- _TASK A_:
According to the article on cruise port fees, what do Mykonos and Santorini charge each passenger from July 1 to Sept. 30?
- _TASK B_:
Resume the article on cruise port fees after its final sentence.

TEXT SHOWN section start

Add Greece to a growing list of destinations charging fees for cruisers to visit on a day in port. Mykonos and Santorini are charging 20 euros per passenger for the summer season from July 1 to Sept. 30. The tax goes down to 12 euros in October and just 4 euros in the winter months.
Other cruise destinations in Greece are charging 5 euros in the peak summer season, 3 euros in the fall and spring, and 1 euro in the winter.
Greek Prime Minister Kyriakos Mitsotakis says it’s a response to the burden of thousands of cruise visitors arriving at tiny islands daily. Santorini can see as many as five ships anchored off the port daily, with hour-long lines for the cable car to the town, which gets packed with pedestrians.
Greece joins a growing list of cruise destinations setting taxes on ships or passengers to help them handle tourist hordes.
Venice is an early adopter, actually banning ships from docking directly in the city and charging arrival fees for daily visitors. And Hawaii, Norway, Mexico and Skagway, Alaska have all recently imposed taxes on ships or fees for cruise passengers to raise revenue and reduce the impacts of overtourism.

In Hawaii the tax revenue from cruise ships is being earmarked for environmental causes, such as park management. In Norway, municipalities that want to implement a 3 per cent tourism tax, which includes cruise ships only if a destination can show that tourists put strain on their municipal services, roads and parks, according to sources.
In Mexico, the Florida-Caribbean Cruise Association helped negotiate $5 per passenger fee starting July 1, a significant reduction from the previously announced $42. But it goes up to $10 in 2026 and $15 in 2027.
The industry group Cruise Line International Association has filed a lawsuit challenging Skagway’s levy and is threatening to sue Hawaii. “If the cruise industry failed to challenge this surcharge, other states and municipalities could feel unconstrained in adopting similar unlawful surcharges, leading to exorbitant and ultimately untenable cruise fares,” a CLIA spokeswoman said.
Since cruise lines have other options, they may begin to avoid taxed destinations, suggests an article in Travel Weekly.
When introducing these taxes, destinations play a balancing act: They want to remain welcoming to tourists to reap the economic benefits, but they also want to keep the local residents content, said Jungho Suh, who teaches management at George Washington University.

TEXT SHOWN section end
INFORMATION section start

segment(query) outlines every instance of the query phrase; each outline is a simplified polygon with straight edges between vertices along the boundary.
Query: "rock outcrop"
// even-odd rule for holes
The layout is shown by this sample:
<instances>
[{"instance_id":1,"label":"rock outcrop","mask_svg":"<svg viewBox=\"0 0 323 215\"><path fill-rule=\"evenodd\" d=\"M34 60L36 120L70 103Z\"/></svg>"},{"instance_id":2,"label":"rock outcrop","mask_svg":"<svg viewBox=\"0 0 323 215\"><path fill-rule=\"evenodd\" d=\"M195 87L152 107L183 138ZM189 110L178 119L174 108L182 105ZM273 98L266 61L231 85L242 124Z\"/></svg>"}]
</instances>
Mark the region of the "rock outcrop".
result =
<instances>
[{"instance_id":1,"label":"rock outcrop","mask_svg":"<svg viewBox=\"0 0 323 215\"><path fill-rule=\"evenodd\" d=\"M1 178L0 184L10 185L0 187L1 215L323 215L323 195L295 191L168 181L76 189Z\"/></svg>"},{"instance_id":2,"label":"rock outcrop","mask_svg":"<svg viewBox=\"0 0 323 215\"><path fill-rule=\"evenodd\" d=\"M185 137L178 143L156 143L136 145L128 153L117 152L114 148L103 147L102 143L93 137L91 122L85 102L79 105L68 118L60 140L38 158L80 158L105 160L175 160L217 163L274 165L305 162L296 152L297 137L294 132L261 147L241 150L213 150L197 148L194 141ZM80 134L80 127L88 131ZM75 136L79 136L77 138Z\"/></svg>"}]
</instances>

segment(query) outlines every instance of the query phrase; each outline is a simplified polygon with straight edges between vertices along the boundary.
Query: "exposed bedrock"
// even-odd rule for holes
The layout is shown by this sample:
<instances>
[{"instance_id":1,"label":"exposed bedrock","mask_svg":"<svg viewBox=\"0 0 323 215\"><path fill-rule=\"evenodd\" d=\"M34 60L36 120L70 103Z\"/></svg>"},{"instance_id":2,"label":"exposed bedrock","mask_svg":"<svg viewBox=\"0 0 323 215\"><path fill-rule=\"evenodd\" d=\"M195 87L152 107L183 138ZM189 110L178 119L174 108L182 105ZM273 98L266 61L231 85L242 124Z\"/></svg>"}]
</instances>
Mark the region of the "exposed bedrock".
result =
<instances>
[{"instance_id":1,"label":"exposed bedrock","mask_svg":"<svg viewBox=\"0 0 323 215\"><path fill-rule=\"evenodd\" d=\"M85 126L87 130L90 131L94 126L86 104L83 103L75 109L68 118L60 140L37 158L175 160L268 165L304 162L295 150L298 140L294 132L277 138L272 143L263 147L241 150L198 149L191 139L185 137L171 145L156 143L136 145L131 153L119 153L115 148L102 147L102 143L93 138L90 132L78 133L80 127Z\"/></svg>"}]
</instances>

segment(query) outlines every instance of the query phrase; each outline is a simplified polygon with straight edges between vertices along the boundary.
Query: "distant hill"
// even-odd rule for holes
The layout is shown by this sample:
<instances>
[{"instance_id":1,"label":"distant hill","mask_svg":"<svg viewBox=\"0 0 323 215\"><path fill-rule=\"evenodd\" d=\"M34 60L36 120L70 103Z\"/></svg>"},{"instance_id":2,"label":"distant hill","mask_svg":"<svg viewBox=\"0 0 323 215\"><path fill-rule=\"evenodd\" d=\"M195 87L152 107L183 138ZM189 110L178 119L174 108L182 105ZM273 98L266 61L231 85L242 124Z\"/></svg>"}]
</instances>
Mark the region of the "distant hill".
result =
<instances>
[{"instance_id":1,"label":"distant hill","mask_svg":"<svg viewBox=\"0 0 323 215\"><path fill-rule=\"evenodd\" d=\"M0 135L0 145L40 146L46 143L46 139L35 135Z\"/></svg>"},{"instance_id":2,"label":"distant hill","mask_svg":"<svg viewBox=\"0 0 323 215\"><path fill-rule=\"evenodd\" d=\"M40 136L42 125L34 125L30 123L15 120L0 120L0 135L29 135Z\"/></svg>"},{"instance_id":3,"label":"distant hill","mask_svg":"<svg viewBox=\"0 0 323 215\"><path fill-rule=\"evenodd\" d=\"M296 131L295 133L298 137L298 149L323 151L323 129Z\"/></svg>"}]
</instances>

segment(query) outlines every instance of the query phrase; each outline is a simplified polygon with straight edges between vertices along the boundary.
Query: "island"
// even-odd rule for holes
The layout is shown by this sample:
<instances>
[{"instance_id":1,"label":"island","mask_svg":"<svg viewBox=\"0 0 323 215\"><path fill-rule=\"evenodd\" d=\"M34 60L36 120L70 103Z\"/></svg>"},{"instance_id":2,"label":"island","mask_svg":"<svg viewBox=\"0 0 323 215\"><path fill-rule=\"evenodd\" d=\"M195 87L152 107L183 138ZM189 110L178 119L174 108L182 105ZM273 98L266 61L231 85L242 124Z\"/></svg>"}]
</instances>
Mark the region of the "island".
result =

INFORMATION section end

- _EXERCISE RESPONSE A_:
20 euros per passenger.

- _EXERCISE RESPONSE B_:
“The power to attract tourists or visitors to a local travel destination stems from the local community’s welcoming hospitality, their friendliness, their kindness to visitors, which are deeply rooted in the local community’s overall well-being,” Suh told Travel Weekly.

“There’s a great deal of competition to get cruise ships to dock,” cautioned Robert Rosen, a law professor at the University of Miami who teaches a course on the legal environment of the cruise industry. “In Latin America, Mexico will compete with Guatemala. In the Caribbean, all the islands are competing with each other. So to impose a tax creates a disincentive to visit your country.”
CLIA has warned of “unintended consequences for the local communities,” including “lower spending by cruise guests when their cruise fare costs more and reduced visitation by cruise ships.”
Taxes may also incentivize cruise lines to dedicate more days to their private destinations or as sea days, said New York University’s Richie Karaburun, a clinical associate professor at the Jonathan M. Tisch Center of Hospitality.
When they can’t avoid taxes, they’ll either absorb the fees or pass them along to customers. The latter is more likely, he said.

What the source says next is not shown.